**EXPLORE THE MATERIAL:**
(A) Answer these questions using the Bottomless Lakes passage:
(i) What does a New Mexico state park campsite with electric cost?
(ii) About how long is the line that the sinkhole lakes form?
(iii) What crumbly mineral is there a lot of in the rock around the lakes?
(B) Continue the Bottomless Lakes passage from its last line.

**EXCERPT TO READ:**
= Beginning of Section =

We didn't have a solid destination picked, finding a spot on BLM land was a thought, but it was getting late in the day for luck.  So we took the easy option, Bottomless Lakes state park just east of Roswell.  It turned out really great.  NM state park campsites with electric are only $14, and no daily extra entry fee per person, so it's pretty reasonable.

The lakes are sinkholes from underground caverns, all in a general line about 5 miles long, along a small bluff.  The chain of lakes are spring fed, and a large one by the campground flows out into a desert wetland area.  The soil has higher amounts of salt and calcium from the mineral water being evaporated.  Wooden posts along the road are encrusted with minerals from water wicking up and evaporating (my theory...).

Good sunsets over the lake and the valley toward Roswell.  See the spaceship in the sunset?  Maybe you just don't want to believe (we've been watching the X-Files now that we're here on location).

Around the lakes, the rocks and soil are tumbled down into the water, and it's fun for scrambling around.  It's not too solid in general, there is a lot of crumbly gypsum in the rock.  I still don't know what the red clay soil is from?  iron bearing fossil sediment?   Here's more about the geology of the lakes.

Look!!!  There's an alien in the bush!!!  Watch out Alice!

= End of Section =

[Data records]
= Beginning of Section =

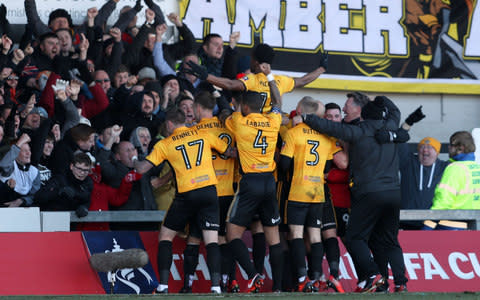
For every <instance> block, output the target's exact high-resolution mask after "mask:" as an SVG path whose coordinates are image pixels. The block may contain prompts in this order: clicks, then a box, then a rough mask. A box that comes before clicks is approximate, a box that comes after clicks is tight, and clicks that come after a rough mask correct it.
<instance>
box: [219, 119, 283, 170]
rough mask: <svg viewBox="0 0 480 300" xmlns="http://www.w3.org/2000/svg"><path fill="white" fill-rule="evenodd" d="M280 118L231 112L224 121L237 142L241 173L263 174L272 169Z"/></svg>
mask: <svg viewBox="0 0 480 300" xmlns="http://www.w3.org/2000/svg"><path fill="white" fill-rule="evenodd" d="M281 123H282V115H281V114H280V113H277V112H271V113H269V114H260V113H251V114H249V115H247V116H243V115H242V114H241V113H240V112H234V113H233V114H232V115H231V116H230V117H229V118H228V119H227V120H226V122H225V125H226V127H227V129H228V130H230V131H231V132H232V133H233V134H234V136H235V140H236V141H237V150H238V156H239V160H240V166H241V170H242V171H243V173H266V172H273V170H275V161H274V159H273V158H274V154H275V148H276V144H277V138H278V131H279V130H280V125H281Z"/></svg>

= End of Section =

**EXPECTED RESULTS:**
(A)
(i) $14
(ii) About 5 miles
(iii) Gypsum

(B)
The park road is a scenic loop, about 10 miles around.  It was easy going with the wind at our backs, not so easy on the way back.

 And there's a fun little mountain bike loop at the north end of the park.  Pretty flat generally, with some small gulleys to shoot across.   Elliot and I did about half of the 3 mile loop.  There was a crashed spaceship on the other half, and the men in silvery suits told us there was nothing to see, so we left.

We stayed for 3 nights, and had relaxing days, walking & biking and hanging around. 

I put on the new propane regulator, it works and it doesn't smell.  The old auto-changeover regulator would not always flow propane, acting like the primary tank was out of propane, until I would fiddle with the selector, then it might go.  I could smell propane around the tanks and regulator faintly sometimes, but I was not able to find a leak with soapy water.  The final straw was how fast we used up the last tanks, I think it leaked away some and we ran out sooner than expected.

Tomorrow we plan to go back through Roswell, see the museum this time, and then head to White Sands.

Thursday, February 25, 2016


We went North a little bit (we keep wondering why...) to Carlsbad Caverns and then through the city of Carlsbad.

Driving North along the Guadalupe mountains was pretty, especially with the clouds up against the hills, and a big rainbow.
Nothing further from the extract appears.